Somehow Hebrew made it to 1888 without a word for "serious." So it was up to Eliezer Ben Yehuda, reviver of the Hebrew language, to come up with one. He coined the word "re-tzi-NI," which in English can actually be translated quite a few ways, depending on context.

For instance, he first introduced the word to the world in an article he ran in his newspaper HaZvi, discussing the preparations for Purim – a holiday characterized by merrymaking and jesting: “And also the grand, the important, the retzini'im, who aren’t disposed to youthful actions, are strongly drawn by the general merriment; they can't help it.”

Retzini'im is the plural form of retzini, which Ben Yehuda described to his readers thusly: “In Arabic, dignified, one who doesn’t act lightly, serieux in French.”

What Ben Yehuda had done was take the Arabic word razin and create a Hebrew word, retzini, to mean "serious."

Though the usual word for "serious" in contemporary Arabic is jiddiy, the Arabic word razin is indeed closely related, but is generally translated as "demure.” It is etymologically related to “weighty” and is oddly fitting for serious, since Israelis often call an overly serious person kaved, which literally means "heavy." This is not a compliment.

The English word "serious" itself also comes from "heavy," though the path is a bit longer. It begins with the Old French word serioux, which itself derived from the Latin serus, all of which mean serious. The Latin word originated with a Proto-Indo-European word, swer, which means heavy. It seems that seriousness is intrinsically related to mass.

That said, the Hebrew root r-tz-n, has another meaning predating Ben Yehuda’s neologism, which in my opinion is more fitting to seriousness than brute weight. It is "will," as in "having a purpose and striving for it."

The word "earnest" (in the sense of serious, like in the title of the play "The Importance of Being Earnest") is etymologically related to this concept, originally coming – through Proto-Germanic – from the Proto-Indo-European word er, which meant to cause to move.

-- TASK --
In the text on the Hebrew word for "serious," how would you render the sentence "It seems that seriousness is intrinsically related to mass." in Spanish?

-- SOURCE DATA --

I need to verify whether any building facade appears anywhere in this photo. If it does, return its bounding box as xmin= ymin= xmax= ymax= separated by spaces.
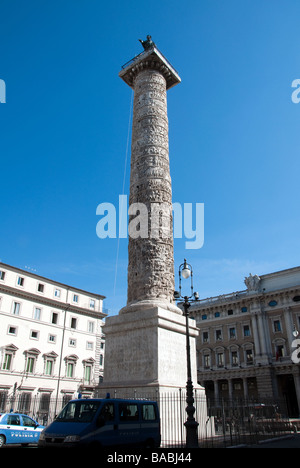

-- EXPECTED ANSWER --
Parece que la seriedad está intrínsecamente relacionada con la masa.